■ EXERCISE DIRECTIONS ■
Copy the records word for word, from the start up to and including the line that contains "positive clicks: (668, 927)", and leave out the pictures.

■ SUPPLIED ENTRIES ■
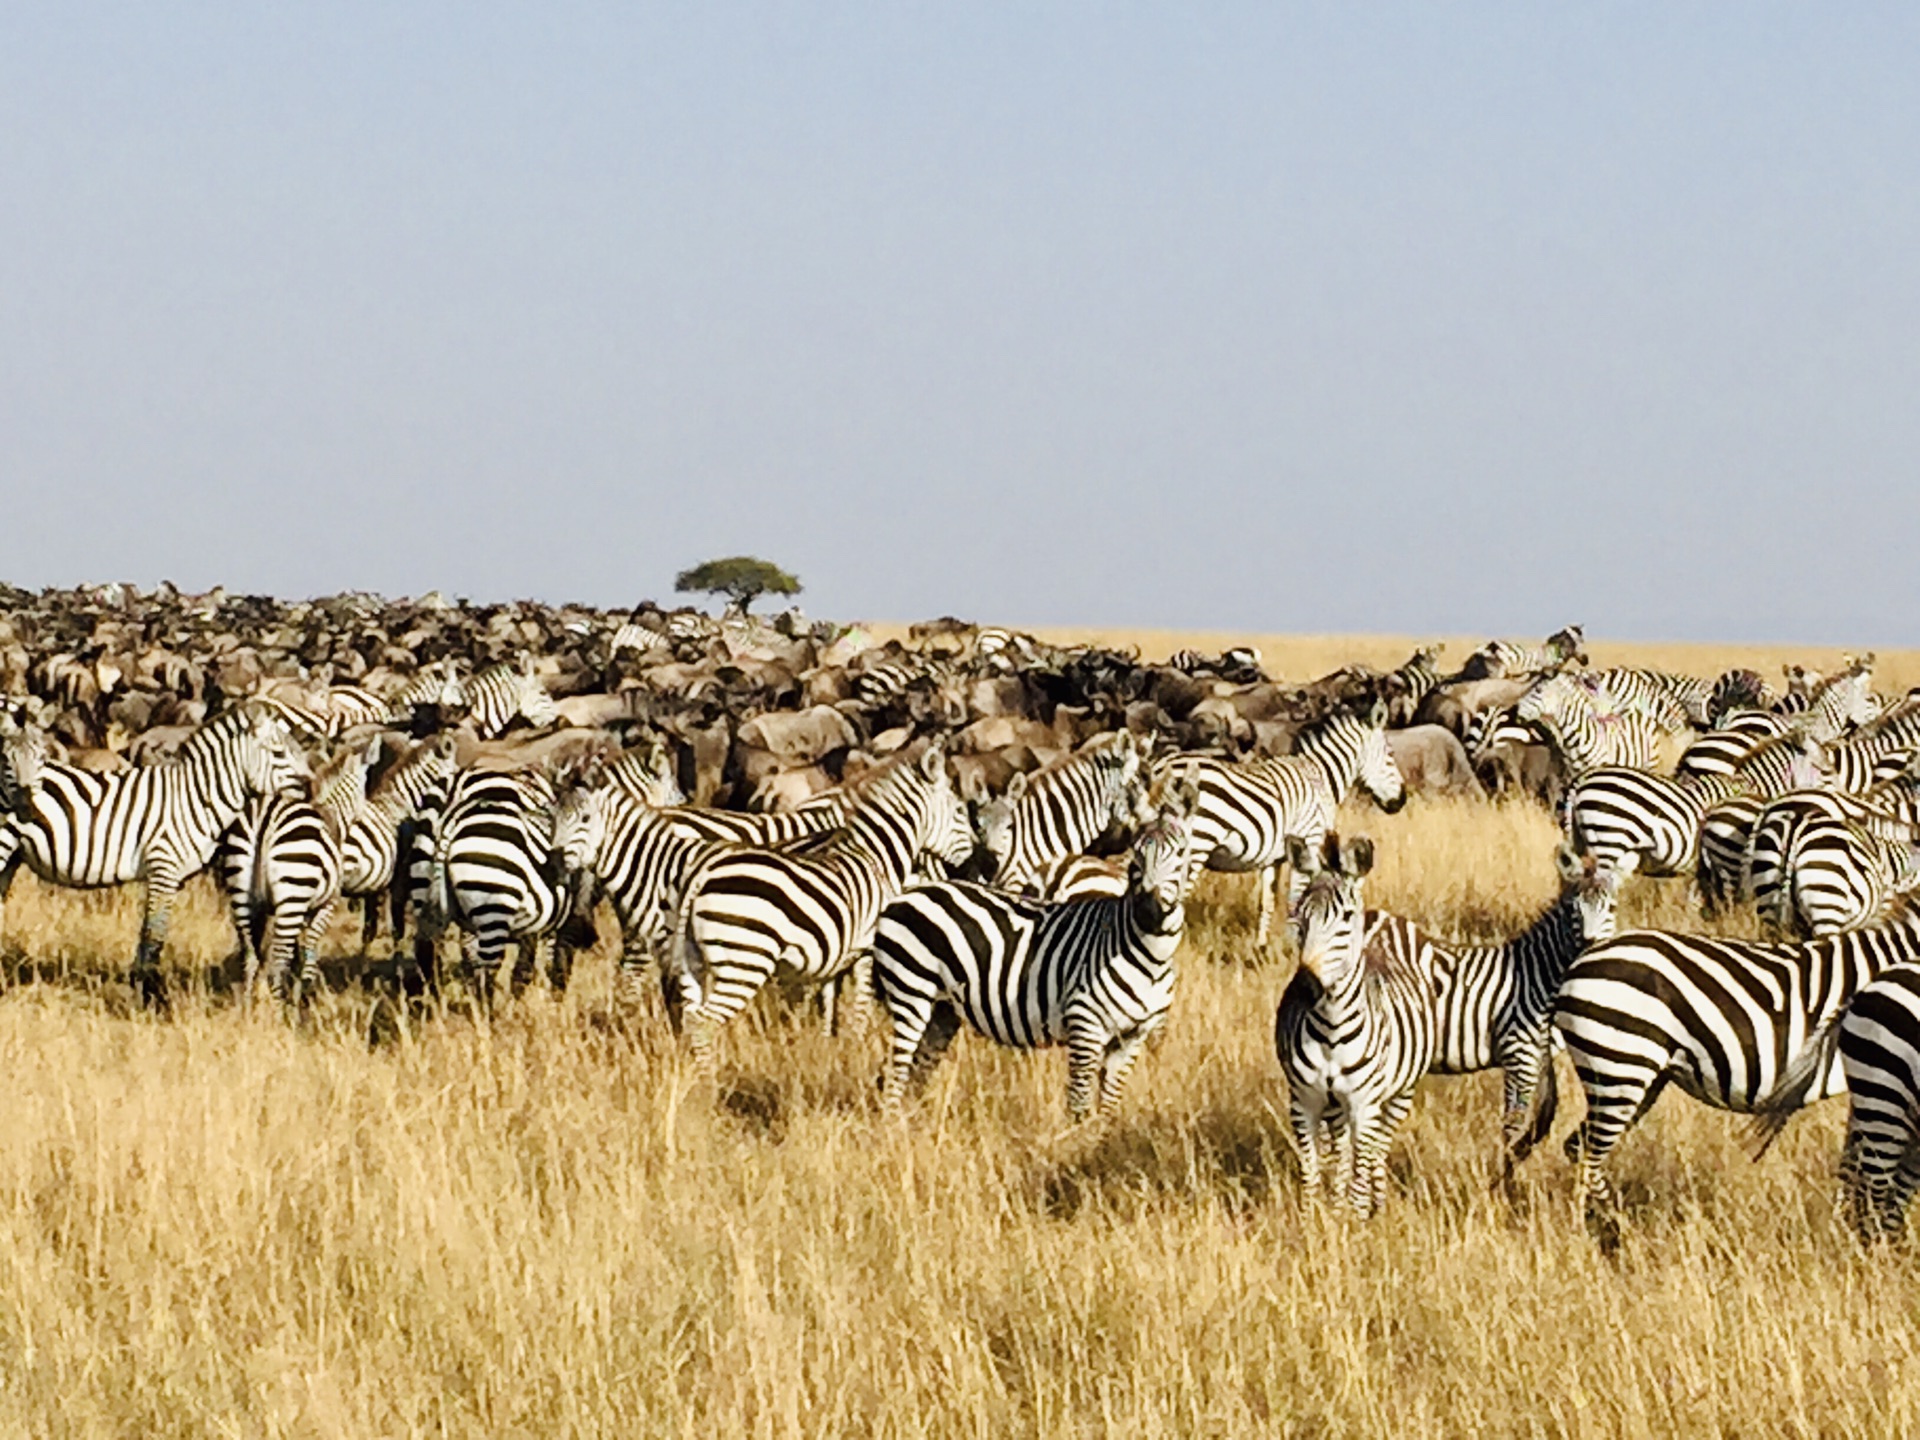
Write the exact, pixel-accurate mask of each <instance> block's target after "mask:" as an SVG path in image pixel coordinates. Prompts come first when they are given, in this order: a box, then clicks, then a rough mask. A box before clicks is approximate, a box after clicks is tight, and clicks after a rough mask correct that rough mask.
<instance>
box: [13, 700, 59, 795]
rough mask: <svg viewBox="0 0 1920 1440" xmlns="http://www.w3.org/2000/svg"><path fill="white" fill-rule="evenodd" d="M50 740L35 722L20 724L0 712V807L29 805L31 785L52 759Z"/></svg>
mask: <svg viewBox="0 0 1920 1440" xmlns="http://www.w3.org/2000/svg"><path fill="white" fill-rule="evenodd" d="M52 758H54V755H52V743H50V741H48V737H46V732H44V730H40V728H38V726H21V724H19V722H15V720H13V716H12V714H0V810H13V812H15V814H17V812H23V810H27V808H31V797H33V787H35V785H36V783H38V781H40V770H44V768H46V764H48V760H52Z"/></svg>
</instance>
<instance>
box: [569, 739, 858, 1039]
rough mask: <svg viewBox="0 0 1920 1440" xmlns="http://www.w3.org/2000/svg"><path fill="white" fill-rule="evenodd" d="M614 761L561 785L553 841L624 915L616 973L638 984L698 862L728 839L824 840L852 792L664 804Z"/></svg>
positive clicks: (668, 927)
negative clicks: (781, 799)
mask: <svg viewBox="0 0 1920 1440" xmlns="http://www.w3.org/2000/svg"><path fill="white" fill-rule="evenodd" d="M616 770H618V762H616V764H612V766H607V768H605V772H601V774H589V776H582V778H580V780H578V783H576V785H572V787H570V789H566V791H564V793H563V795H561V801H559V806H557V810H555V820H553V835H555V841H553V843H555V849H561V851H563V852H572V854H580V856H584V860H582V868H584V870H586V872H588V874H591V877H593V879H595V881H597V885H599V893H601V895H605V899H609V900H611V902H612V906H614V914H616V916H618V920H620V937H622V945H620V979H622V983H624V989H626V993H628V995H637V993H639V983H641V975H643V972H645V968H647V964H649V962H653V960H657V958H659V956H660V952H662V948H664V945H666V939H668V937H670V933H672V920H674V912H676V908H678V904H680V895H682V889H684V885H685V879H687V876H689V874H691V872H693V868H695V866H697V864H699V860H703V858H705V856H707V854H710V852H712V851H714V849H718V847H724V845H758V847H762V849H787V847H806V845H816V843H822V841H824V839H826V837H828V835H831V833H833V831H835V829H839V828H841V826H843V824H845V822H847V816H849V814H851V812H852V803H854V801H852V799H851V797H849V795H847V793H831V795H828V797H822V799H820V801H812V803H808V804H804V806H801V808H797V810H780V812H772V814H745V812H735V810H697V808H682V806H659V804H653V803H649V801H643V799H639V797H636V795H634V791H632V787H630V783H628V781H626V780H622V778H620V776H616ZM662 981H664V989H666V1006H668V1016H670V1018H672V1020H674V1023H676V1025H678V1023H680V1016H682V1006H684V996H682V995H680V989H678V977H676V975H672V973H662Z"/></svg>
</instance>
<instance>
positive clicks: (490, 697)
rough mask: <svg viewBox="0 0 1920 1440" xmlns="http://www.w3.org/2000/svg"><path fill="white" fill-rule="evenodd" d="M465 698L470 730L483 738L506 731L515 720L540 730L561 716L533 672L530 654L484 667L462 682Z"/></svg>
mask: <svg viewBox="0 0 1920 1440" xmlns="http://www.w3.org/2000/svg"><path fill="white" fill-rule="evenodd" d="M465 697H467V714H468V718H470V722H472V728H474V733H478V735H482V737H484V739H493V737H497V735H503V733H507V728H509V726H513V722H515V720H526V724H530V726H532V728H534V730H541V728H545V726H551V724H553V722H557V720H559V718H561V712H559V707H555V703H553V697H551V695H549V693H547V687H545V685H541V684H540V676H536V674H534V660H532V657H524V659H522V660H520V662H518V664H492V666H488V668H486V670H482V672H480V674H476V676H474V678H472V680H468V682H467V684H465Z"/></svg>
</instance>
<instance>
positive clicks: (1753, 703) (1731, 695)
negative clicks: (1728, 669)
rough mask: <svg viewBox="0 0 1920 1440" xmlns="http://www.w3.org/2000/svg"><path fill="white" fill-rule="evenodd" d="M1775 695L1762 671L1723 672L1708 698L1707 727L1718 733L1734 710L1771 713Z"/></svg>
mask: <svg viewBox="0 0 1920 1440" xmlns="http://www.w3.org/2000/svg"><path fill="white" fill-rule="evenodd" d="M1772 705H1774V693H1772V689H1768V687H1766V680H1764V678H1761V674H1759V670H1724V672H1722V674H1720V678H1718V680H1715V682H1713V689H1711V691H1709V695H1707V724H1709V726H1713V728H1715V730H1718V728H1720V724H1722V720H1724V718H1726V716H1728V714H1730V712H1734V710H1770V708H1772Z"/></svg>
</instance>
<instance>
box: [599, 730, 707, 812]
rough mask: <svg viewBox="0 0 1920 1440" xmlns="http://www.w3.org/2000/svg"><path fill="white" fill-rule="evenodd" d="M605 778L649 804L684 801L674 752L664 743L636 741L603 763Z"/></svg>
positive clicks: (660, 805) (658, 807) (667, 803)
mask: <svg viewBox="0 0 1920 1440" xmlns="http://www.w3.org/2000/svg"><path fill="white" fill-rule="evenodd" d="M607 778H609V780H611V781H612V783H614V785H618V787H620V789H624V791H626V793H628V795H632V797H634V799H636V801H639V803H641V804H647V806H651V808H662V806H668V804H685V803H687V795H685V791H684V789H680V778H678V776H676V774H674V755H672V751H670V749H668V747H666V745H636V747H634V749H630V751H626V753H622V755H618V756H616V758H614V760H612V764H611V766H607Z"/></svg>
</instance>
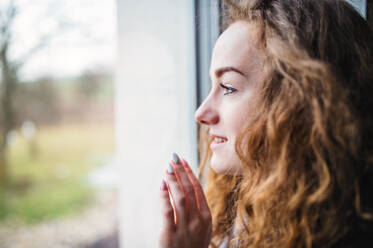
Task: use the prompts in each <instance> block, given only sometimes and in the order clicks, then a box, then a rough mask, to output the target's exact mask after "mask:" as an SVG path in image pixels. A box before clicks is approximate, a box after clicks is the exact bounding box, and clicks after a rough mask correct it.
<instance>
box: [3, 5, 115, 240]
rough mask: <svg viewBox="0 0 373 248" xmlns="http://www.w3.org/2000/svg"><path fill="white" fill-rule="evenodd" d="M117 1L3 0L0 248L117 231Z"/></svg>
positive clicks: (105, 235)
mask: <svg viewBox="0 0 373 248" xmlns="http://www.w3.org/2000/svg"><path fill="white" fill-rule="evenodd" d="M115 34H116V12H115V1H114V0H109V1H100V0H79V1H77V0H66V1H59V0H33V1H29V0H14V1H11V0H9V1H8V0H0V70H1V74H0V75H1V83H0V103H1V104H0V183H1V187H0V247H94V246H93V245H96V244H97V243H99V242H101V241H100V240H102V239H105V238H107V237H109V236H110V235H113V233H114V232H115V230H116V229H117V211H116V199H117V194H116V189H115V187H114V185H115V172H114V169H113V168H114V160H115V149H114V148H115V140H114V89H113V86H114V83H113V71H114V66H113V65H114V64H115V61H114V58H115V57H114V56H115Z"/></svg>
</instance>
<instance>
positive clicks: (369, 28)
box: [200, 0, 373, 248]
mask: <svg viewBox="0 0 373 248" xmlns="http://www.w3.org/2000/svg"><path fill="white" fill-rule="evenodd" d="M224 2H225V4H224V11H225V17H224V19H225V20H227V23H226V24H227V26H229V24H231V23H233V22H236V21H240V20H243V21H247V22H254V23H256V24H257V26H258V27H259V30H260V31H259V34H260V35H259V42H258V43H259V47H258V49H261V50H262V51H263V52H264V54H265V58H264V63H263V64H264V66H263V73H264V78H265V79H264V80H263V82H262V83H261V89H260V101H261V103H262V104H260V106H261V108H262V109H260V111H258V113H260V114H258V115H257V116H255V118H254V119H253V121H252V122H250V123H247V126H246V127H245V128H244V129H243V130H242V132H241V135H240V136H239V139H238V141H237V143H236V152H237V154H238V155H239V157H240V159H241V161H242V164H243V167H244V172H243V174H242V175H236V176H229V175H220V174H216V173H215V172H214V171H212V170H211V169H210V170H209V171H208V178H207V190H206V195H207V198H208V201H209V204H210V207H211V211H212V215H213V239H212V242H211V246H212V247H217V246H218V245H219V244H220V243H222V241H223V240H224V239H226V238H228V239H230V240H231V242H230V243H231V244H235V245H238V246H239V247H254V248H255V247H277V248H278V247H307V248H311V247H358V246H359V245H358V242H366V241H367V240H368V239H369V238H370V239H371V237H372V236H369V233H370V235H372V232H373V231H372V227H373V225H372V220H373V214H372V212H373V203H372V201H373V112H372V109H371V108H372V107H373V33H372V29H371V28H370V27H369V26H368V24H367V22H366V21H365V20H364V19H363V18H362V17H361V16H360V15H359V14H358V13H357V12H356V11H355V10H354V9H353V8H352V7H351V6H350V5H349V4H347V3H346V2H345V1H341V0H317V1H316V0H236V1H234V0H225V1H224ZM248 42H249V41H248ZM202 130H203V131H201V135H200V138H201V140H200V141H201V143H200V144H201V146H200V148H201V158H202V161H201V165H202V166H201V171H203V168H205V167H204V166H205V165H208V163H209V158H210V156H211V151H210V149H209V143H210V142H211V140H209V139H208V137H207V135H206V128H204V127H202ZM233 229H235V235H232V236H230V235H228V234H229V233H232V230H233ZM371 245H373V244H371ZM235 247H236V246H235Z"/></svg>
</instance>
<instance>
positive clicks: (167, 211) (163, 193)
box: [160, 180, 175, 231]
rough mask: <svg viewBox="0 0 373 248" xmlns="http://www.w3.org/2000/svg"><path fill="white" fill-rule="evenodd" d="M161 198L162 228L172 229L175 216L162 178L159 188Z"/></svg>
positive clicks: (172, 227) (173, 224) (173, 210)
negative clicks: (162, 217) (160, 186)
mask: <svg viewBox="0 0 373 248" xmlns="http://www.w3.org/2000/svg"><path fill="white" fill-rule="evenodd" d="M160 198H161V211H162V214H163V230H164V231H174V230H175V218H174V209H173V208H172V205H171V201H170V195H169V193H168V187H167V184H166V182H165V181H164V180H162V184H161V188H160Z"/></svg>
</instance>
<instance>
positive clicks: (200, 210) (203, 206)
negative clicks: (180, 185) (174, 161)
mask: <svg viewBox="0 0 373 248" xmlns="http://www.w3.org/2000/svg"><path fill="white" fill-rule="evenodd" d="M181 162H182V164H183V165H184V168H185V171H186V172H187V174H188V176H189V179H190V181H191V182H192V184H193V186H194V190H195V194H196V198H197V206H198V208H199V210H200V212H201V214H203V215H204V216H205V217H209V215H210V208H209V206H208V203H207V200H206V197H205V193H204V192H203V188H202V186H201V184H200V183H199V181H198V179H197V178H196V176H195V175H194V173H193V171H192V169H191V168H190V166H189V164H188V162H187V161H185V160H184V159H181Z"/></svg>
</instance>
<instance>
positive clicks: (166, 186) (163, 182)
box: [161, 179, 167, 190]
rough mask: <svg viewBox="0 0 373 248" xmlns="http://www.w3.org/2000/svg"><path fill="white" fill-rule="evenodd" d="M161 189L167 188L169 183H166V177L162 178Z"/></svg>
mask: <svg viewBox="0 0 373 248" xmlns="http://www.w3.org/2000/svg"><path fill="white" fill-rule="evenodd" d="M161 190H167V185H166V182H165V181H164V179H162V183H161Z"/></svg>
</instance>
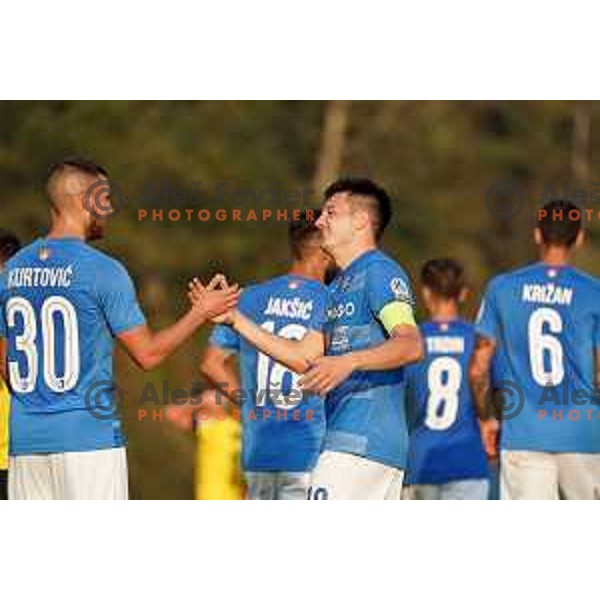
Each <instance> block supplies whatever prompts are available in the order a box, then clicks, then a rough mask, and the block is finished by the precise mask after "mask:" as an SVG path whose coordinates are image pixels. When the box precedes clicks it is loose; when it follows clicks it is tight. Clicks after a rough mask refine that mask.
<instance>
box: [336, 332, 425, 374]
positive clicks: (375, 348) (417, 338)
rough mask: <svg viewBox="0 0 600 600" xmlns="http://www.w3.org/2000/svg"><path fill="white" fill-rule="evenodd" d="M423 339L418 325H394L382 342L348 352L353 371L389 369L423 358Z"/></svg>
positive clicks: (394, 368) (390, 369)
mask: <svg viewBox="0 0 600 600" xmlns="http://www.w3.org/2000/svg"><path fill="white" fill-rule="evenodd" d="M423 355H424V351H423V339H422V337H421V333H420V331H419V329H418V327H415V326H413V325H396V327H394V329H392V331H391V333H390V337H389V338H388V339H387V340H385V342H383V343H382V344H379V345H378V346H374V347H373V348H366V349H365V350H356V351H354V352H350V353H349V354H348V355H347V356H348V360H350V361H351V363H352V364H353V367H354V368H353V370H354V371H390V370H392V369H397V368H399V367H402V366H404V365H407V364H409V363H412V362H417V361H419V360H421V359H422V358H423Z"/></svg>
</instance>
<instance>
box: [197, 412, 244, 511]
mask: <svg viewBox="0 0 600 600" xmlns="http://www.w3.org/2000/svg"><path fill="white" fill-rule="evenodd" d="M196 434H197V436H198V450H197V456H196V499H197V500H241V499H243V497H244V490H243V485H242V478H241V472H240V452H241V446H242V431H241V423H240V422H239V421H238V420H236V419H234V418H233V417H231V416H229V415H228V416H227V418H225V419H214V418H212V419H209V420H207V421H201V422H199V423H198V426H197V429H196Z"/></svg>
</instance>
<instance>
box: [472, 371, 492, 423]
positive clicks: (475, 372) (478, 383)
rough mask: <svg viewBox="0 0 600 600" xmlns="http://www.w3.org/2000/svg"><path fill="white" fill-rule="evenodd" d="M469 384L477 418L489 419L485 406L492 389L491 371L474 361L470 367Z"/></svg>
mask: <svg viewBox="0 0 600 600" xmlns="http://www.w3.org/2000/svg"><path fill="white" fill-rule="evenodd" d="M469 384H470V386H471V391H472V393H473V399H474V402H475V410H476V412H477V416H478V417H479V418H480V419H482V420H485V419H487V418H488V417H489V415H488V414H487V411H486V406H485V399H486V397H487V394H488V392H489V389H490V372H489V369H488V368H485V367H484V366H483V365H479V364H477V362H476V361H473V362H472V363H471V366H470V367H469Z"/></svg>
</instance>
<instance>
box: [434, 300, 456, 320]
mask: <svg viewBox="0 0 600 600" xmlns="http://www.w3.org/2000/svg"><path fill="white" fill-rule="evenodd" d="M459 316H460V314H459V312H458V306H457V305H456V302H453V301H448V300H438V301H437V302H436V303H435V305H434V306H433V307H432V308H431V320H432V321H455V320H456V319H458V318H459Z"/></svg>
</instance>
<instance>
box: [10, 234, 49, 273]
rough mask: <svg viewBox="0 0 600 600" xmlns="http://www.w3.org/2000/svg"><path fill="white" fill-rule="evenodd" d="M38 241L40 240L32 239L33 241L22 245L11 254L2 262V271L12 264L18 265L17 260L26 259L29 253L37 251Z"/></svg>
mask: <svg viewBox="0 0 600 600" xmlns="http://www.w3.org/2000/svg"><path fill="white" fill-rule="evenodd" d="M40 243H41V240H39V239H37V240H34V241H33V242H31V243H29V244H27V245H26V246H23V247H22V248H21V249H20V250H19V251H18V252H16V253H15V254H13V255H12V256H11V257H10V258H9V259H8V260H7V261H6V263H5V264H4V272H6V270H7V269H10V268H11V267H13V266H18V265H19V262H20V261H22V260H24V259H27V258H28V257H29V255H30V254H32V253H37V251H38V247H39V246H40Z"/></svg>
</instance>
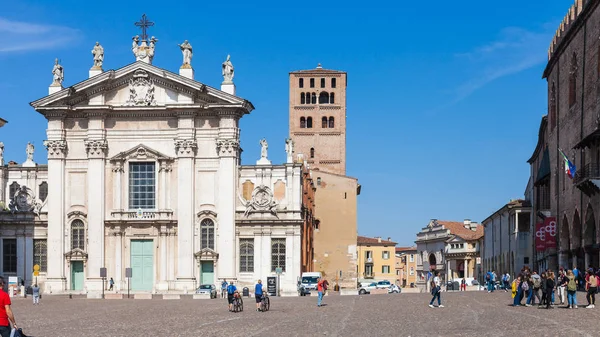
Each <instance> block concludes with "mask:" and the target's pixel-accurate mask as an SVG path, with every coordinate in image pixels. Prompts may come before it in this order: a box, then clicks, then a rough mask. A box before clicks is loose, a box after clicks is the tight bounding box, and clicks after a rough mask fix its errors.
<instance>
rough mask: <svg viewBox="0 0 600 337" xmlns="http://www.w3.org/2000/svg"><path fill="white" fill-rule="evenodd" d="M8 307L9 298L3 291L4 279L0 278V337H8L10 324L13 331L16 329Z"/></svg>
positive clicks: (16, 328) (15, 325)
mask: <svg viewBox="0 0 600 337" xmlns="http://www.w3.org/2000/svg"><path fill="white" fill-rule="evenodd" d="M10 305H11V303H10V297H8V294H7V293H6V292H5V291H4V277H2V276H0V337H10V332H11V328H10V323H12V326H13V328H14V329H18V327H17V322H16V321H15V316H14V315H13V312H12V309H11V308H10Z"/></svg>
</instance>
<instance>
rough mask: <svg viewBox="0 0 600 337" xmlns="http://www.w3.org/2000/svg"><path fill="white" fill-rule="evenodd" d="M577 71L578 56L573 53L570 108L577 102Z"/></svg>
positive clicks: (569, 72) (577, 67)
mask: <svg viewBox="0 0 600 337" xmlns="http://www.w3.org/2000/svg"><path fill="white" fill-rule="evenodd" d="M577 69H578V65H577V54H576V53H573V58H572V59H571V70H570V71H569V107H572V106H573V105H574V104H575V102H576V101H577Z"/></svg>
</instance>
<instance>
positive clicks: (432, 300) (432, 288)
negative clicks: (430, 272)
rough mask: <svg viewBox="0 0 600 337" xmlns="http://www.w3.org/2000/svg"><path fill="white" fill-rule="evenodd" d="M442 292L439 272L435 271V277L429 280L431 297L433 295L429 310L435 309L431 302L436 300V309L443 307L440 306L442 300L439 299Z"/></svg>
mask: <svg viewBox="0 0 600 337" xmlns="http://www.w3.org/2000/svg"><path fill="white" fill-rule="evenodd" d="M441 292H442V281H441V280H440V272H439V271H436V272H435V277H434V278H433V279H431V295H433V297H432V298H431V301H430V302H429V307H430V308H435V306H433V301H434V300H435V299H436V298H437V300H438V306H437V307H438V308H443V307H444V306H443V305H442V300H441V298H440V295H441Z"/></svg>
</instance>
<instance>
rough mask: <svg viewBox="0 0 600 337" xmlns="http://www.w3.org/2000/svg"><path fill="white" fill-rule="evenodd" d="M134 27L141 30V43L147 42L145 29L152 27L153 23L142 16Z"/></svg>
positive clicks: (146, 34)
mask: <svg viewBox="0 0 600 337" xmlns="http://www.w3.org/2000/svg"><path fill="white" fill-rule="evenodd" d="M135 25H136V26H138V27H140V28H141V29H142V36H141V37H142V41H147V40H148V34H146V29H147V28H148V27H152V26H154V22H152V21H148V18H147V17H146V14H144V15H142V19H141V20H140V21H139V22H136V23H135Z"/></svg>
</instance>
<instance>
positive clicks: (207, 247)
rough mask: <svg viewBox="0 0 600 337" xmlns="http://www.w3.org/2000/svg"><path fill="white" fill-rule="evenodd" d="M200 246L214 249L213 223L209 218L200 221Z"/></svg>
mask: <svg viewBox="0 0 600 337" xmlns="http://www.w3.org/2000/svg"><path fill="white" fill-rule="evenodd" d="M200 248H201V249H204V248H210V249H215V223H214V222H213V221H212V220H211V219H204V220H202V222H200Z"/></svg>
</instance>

■ YOUR SOLUTION ■
Write the exact, pixel-accurate mask of each <instance> block's target after "mask:" as an SVG path in image pixel coordinates. Prompts come first when they are given, in this order: a box, then clicks, then a rough mask. A box before clicks is approximate, a box after clicks is tight, and clicks after a rough mask correct that rough mask.
<instance>
box: [13, 700, 59, 795]
rough mask: <svg viewBox="0 0 1920 1440" xmlns="http://www.w3.org/2000/svg"><path fill="white" fill-rule="evenodd" d="M50 740L35 722L20 724L0 712V807L29 805L31 785L52 759Z"/></svg>
mask: <svg viewBox="0 0 1920 1440" xmlns="http://www.w3.org/2000/svg"><path fill="white" fill-rule="evenodd" d="M52 758H54V755H52V743H50V741H48V737H46V732H44V730H40V728H38V726H21V724H19V722H15V720H13V716H12V714H0V810H13V812H15V814H17V812H23V810H27V808H31V797H33V787H35V785H36V783H38V781H40V770H44V768H46V764H48V760H52Z"/></svg>
</instance>
<instance>
box: [569, 739, 858, 1039]
rough mask: <svg viewBox="0 0 1920 1440" xmlns="http://www.w3.org/2000/svg"><path fill="white" fill-rule="evenodd" d="M614 761L561 785L553 841L624 915L616 973L638 984L698 862L728 839L824 840L852 792L664 804Z"/></svg>
positive clicks: (668, 927)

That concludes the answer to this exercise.